=== Section Start ===
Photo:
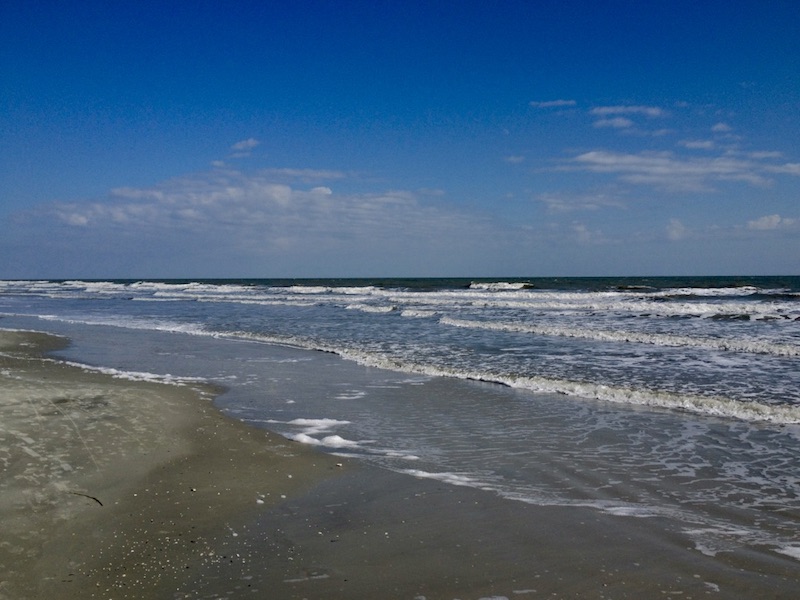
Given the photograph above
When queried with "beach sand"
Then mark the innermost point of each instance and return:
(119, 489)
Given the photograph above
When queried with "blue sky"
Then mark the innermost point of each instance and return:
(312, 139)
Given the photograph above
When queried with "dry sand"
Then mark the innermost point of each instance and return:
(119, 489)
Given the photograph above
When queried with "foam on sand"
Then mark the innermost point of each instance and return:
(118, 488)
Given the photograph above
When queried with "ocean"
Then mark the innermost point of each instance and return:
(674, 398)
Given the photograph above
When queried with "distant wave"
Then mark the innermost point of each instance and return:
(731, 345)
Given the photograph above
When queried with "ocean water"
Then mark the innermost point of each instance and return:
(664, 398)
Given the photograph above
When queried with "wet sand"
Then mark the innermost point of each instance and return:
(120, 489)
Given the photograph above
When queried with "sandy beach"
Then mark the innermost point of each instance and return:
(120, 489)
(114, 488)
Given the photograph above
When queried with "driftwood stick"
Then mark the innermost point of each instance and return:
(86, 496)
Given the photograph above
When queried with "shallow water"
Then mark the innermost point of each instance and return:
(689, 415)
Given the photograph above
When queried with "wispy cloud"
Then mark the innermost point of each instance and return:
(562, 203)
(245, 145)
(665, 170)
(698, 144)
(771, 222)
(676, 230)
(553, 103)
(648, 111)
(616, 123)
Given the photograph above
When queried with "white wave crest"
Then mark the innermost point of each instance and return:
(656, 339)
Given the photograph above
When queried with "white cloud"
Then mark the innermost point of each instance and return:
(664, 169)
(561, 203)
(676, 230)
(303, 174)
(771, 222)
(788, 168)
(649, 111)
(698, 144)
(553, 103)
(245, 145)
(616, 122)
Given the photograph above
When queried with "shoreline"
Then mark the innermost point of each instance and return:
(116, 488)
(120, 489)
=== Section End ===
=== Section Start ===
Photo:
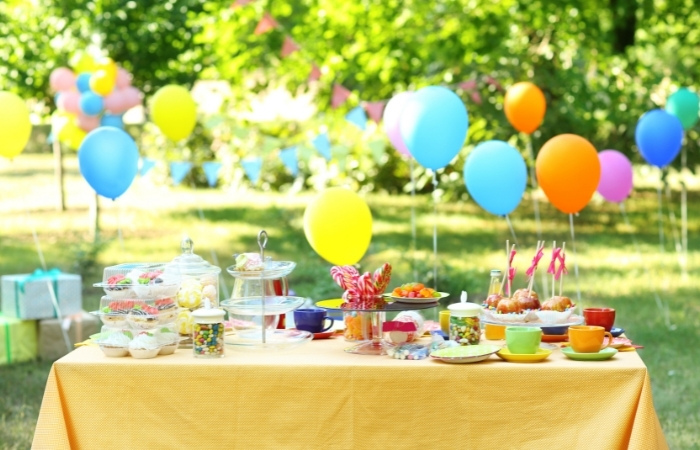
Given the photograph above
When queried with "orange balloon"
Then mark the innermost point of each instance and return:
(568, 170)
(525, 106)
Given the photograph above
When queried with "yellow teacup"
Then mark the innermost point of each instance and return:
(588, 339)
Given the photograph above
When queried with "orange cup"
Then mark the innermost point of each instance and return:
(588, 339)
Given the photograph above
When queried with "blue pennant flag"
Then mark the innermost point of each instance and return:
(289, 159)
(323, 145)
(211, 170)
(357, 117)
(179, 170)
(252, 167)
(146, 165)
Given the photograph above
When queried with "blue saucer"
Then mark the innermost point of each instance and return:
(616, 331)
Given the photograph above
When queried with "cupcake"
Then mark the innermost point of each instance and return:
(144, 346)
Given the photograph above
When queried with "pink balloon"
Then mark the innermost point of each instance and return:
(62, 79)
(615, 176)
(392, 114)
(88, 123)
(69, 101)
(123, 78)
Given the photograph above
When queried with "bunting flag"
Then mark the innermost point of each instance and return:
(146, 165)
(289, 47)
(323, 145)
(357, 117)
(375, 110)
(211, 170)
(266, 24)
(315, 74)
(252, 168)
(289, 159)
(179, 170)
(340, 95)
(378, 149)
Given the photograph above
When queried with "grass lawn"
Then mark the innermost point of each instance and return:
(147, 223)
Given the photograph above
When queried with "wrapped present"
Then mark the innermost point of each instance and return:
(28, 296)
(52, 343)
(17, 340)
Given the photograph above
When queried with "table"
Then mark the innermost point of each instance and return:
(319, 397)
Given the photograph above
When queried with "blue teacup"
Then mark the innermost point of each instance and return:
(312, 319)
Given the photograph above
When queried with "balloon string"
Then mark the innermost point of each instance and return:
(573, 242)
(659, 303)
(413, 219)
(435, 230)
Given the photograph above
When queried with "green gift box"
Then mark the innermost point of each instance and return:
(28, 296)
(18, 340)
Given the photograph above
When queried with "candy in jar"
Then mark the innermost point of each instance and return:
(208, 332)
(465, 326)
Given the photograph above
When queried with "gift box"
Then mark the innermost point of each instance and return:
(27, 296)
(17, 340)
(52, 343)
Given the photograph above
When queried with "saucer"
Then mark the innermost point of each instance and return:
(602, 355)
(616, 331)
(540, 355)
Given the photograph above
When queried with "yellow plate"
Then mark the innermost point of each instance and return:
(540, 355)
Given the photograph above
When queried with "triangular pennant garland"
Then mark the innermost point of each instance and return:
=== Section End ===
=== Section Start ===
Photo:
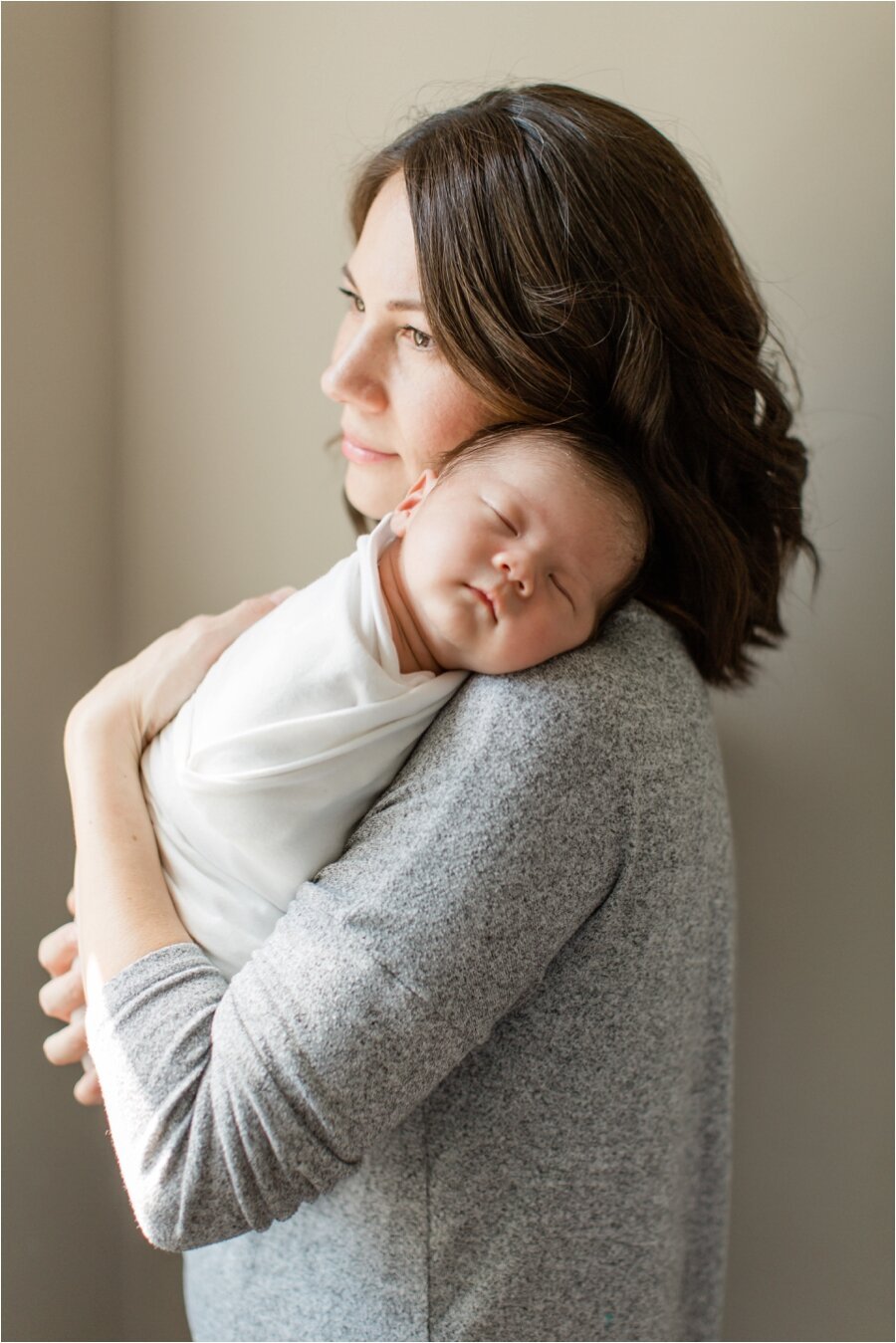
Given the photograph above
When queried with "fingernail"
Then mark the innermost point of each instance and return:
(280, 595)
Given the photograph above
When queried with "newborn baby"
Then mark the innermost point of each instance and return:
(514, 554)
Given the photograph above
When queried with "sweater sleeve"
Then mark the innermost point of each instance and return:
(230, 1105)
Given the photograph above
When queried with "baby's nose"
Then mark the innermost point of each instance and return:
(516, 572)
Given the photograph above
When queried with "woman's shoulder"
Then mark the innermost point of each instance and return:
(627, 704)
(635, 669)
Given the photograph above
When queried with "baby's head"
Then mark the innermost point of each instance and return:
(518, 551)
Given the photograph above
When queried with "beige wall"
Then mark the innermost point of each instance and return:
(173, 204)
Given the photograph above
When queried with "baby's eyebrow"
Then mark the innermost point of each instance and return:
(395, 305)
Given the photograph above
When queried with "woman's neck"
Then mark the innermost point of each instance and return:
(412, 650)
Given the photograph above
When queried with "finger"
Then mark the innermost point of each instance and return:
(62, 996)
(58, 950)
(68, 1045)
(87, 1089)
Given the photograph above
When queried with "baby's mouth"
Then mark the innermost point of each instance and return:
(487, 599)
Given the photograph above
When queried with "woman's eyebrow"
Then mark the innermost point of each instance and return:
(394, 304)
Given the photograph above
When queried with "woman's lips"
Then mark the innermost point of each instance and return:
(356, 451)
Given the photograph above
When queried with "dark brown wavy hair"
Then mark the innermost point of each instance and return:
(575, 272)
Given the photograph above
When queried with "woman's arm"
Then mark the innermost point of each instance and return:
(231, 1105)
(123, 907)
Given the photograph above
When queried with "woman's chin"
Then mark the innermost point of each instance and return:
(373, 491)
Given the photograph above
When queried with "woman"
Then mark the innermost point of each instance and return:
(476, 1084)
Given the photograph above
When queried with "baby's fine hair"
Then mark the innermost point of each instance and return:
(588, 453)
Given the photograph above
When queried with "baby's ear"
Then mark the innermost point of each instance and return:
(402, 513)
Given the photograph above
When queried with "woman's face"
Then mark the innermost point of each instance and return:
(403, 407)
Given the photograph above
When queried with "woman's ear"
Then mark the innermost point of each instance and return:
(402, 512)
=== Section End ===
▶ [EXERCISE DESCRIPTION] Report how many lines of the listing hold the word "wave", with nothing but the number.

▶ [RESULT OF THIS TASK] 2